#### DATA EXTRACT

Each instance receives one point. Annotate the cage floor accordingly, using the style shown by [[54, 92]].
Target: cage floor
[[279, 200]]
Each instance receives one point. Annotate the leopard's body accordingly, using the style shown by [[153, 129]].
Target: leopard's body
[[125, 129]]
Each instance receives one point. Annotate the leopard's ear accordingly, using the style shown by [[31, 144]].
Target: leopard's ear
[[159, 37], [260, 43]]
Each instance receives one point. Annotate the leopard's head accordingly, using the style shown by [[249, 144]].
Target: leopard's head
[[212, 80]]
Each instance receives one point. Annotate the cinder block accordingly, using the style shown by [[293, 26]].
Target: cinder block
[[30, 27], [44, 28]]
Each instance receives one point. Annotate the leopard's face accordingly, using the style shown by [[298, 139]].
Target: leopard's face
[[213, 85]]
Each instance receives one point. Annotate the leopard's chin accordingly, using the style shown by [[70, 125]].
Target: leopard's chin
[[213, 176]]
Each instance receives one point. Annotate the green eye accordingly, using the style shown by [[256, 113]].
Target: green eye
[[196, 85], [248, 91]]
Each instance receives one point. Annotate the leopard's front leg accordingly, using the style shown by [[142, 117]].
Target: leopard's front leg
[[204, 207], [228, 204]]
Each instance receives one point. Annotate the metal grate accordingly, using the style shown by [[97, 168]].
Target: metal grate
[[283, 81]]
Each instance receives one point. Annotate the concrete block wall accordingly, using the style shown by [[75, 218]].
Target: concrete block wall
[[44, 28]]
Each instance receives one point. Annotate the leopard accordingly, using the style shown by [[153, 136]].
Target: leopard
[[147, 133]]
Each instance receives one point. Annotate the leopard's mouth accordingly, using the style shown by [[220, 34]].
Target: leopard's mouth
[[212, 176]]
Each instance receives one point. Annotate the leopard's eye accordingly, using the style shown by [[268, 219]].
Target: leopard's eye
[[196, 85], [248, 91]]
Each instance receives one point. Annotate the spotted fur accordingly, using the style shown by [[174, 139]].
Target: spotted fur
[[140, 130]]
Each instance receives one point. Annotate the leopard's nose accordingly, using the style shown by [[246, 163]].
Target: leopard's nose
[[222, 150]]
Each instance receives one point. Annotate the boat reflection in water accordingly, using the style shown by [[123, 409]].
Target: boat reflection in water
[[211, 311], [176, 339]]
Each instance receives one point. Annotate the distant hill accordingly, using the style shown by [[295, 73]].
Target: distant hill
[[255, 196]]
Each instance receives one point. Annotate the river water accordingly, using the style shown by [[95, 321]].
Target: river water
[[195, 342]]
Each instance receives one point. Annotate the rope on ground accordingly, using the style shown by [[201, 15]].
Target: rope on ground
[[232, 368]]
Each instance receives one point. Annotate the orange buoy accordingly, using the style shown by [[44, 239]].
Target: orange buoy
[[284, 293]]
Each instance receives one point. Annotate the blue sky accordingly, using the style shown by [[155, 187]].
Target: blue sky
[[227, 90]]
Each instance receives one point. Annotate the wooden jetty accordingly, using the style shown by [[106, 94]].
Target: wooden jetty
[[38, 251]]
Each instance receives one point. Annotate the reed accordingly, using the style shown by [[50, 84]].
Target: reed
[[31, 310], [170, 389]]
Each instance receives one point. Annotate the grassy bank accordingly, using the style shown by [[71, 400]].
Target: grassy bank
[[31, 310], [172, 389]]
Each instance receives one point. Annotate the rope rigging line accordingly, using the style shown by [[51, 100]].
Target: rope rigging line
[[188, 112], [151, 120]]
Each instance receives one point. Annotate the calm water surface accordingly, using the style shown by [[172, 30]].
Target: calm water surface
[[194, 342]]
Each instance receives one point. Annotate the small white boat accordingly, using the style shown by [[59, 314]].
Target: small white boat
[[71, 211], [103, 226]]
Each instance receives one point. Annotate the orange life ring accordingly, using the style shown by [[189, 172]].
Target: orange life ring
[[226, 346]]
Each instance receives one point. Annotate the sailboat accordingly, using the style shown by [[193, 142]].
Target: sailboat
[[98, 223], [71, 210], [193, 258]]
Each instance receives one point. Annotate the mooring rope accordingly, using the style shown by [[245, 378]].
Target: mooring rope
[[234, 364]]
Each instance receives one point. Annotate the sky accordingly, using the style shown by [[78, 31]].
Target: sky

########

Reproduce all of the items above verbatim, keeping every line unchanged.

Each instance receives one point. Annotate the cage floor accordingly, using the style shown by [[54, 92]].
Target: cage floor
[[279, 200]]
Each instance receives one point. Annotate the leopard's body accordingly, using the style shown by [[153, 129]].
Target: leopard's body
[[125, 129]]
Each instance receives one point. Annotate the leopard's ear accordingly, using the style shown by [[31, 144]].
Target: leopard's ear
[[159, 37], [260, 43]]
Each instance receives one point. Annotate the leopard's head accordingly, using the style shown by [[249, 144]].
Target: leopard's head
[[212, 80]]
Each instance receives one point. Annotate the cinder block accordingly, using the style shown by [[293, 26]].
Target: cinder block
[[30, 27], [44, 28]]
Each instance receives one point. Annotate the leopard's face accordingly, using the style shown by [[298, 139]].
Target: leopard's face
[[213, 85]]
Each instance receives one point. Annotate the leopard's chin accordingly, using the style shown by [[70, 125]].
Target: leopard's chin
[[213, 176]]
Each instance receives one point. Annotate the green eye accordingly, using the style shown by [[256, 113]].
Target: green eye
[[196, 85], [248, 91]]
Each instance receives one point. Annotate the leopard's front leg accordingly, using the style shown by [[142, 117]].
Target: leopard's front leg
[[204, 207], [228, 204]]
Each instance receives one point. Annotate the metal grate accordingly, using the style shown by [[97, 168]].
Target: metal grate
[[283, 81]]
Each instance receives one point. Annotate the concrete block wall accordingly, using the style shown by [[75, 218]].
Target: concrete block wall
[[44, 28]]
Each instance receives one point. Annotate the leopard accordingly, using the style shown by [[153, 136]].
Target: leopard
[[147, 133]]
Each instance receives one point. Annotate the leopard's mouth accordingly, using the style shown by [[220, 34]].
Target: leopard's mouth
[[212, 176]]
Each instance receives one point. Annotate the leopard's eye accordingly, using the style shown by [[268, 219]].
Target: leopard's eye
[[196, 85], [248, 91]]
Each instance receives one point. Annotate the spotted fur accordingly, using the style shown by [[174, 139]].
Target: spotted fur
[[140, 130]]
Each instance receives one point. Annotate the leopard's nose accordingly, using the style shown by [[246, 163]].
Target: leopard's nose
[[222, 150]]
Each instance receives one point. Annotate the boat reflection in water accordingly, using the style shown by [[123, 409]].
Target: boat reflection in water
[[211, 311], [176, 339]]
Each instance receives one point. Annotate the distant hill accordingly, using the style shown by [[295, 73]].
Target: distant hill
[[255, 196]]
Each instance receives one point. Annotate the river water accordingly, using the style shown by [[95, 321]].
Target: river water
[[195, 342]]
Each instance receives one point. Annotate the rope on ground accordingly, using the style shown by [[201, 15]].
Target: rope on ground
[[232, 368]]
Each instance receives one point. Annotate the orange buoy accordingly, using the style shown by [[44, 239]].
Target: orange buoy
[[284, 293]]
Each instance receives one point. Annotate the blue sky accordingly, using the style shown by [[155, 187]].
Target: blue sky
[[227, 90]]
Each instance receives one point. Annotate the wooden jetty accordingly, using the style shown by [[106, 94]].
Target: wooden jetty
[[38, 251]]
Each instance receives one point. Annotate the reed accordingly, using the style shown by [[50, 84]].
Target: reed
[[31, 310], [170, 389]]
Each instance receives one point. Annotate the grassy bank accordingly, using the style shown by [[71, 400]].
Target: grassy bank
[[31, 310], [172, 389]]
Each instance receives one point. Annotate the rope rigging line accordingly, using the style shown by [[51, 100]].
Target: rope rigging line
[[188, 112], [151, 120]]
Each instance receives one point. Annotate the calm water surface accordingly, using the style shown by [[172, 30]].
Target: calm water surface
[[194, 342]]
Each instance receives one point. Annotate the small white boat accordingly, using the style shown by [[59, 314]].
Target: small white boat
[[71, 211], [103, 226]]
Each instance receives one point. Annotate the orange life ring accordingly, using the style shown by [[189, 172]].
Target: orange life ring
[[226, 346]]
Each instance receives one point. Annotate the sailboat accordingly, using the style shown by [[193, 142]].
Target: sailboat
[[98, 223], [71, 210], [193, 258]]
Each instance receives one point. Annotate the mooring rope accordingly, using the style shown by [[245, 378]].
Target: mooring rope
[[234, 364]]
Each instance receives one point. Annotate the sky accordingly, using the style shown by [[78, 31]].
Target: sky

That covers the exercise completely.